+++ Excerpt to read +++

"Should Jews back boycotts, or not?
"A united front has forced positive changes since 1867"
by Rafael Medoff
JEWISH WEEKLY OF NORTHERN CALIFORNIA (San Francisco, California)
Friday May 17, 2002
Full article on the Web at:
http://www.jewishsf.com/content/2-0-/module/displaystory/story_id/18285/edition_id/365/format/html/displaystory.html
(Excerpts:)
"...Yet the history of American Jewry is replete with instances in which Jews used the boycott weapon, often with considerable success.
"In 1867, for example, Jewish organizations launched a boycott against insurance companies suspected of discriminating against Jewish clients. The companies soon changed their policies.
"Ten years later, Jewish groups boycotted stores and other businesses owned by the A.T. Stewart Company after one of its resort hotels refused admittance to a prominent Jewish banker, Joseph Seligman. The boycott brought about the cancellation of the hotel's discriminatory policy.
"An increase in the price of kosher meat from 12 cents to 18 cents per pound in 1902 prompted Jewish women on New York City's Lower East Side to organize a boycott of kosher butchers, complete with picket lines, carefully organized neighborhood boycott committees, and patrols to enforce compliance. Within weeks, the Beef Trust agreed to drop its prices.

+++

_What is asked_: In the article on Jewish boycotts, which company owned the resort hotel that turned away Joseph Seligman? The listing that follows comes from a separate source.

+++ Entries provided +++

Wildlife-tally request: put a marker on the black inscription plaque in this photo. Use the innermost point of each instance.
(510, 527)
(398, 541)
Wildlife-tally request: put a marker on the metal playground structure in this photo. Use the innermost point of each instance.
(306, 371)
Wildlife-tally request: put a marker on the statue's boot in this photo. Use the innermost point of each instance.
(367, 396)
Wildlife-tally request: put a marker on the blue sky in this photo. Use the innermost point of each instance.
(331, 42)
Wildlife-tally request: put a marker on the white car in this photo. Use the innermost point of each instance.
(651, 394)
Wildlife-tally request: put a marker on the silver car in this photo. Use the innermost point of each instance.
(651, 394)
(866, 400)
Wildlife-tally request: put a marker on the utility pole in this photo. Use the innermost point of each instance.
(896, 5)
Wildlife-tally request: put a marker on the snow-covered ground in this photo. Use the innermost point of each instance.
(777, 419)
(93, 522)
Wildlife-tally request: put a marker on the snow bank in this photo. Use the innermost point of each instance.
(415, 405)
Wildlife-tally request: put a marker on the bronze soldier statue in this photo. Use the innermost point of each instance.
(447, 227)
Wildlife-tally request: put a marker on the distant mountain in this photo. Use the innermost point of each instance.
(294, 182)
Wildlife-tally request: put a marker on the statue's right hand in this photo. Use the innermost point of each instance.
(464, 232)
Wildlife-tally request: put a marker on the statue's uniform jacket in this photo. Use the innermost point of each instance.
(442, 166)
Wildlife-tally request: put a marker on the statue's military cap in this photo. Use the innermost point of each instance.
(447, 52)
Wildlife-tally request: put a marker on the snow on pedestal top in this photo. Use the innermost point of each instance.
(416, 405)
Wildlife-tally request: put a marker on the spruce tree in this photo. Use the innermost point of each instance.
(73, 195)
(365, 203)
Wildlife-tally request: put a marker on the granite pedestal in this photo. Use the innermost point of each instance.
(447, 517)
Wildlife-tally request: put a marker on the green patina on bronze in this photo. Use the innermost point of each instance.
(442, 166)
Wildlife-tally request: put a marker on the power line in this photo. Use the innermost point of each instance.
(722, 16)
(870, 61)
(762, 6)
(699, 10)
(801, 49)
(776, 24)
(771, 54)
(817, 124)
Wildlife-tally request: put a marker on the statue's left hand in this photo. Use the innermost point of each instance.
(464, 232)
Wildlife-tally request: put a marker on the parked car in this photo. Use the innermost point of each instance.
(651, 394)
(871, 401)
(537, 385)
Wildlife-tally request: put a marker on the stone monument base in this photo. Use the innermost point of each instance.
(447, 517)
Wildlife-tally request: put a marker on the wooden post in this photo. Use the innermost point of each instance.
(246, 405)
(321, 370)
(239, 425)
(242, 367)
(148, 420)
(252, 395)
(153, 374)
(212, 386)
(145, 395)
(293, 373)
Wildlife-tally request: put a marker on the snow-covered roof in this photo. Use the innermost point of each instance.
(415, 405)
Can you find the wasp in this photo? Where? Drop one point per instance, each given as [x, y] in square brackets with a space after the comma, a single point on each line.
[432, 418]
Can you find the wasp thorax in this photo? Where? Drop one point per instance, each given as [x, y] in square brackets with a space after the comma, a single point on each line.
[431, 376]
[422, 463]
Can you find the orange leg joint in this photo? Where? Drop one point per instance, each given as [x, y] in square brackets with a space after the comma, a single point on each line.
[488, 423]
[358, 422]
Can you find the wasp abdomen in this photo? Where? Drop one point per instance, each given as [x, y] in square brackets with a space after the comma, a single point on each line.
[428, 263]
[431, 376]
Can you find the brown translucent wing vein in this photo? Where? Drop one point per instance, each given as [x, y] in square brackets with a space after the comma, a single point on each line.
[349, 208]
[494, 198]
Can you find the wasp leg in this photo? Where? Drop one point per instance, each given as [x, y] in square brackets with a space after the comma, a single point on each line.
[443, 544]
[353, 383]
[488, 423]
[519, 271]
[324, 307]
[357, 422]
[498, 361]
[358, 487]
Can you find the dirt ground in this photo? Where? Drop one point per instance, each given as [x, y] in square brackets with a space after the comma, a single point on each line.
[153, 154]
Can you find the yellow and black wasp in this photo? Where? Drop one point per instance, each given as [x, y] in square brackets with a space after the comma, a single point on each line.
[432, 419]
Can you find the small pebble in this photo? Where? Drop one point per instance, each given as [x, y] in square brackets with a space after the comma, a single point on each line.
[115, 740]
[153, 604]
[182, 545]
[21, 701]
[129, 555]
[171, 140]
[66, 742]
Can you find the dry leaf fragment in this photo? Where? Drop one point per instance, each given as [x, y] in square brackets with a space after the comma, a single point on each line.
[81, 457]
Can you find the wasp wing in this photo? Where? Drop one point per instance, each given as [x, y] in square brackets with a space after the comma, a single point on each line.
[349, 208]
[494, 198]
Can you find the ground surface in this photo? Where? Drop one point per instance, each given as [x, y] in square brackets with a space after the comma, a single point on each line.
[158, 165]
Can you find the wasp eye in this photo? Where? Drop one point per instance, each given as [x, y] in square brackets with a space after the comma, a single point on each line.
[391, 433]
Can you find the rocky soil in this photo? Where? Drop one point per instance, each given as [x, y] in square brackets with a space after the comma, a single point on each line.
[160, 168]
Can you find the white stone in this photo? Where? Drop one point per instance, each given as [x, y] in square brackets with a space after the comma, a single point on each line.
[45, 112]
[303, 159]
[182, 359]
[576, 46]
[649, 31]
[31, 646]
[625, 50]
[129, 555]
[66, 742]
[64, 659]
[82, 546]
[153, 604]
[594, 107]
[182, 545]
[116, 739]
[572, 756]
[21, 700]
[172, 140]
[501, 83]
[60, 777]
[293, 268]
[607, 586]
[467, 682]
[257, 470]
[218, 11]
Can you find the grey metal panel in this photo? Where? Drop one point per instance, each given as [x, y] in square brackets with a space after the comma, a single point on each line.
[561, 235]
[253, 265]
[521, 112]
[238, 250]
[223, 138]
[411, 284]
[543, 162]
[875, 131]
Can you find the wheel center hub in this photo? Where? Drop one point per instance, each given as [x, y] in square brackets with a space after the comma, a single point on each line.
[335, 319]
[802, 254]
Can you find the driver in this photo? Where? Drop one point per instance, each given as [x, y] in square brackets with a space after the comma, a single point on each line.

+++

_Worked answer_: The A.T. Stewart Company.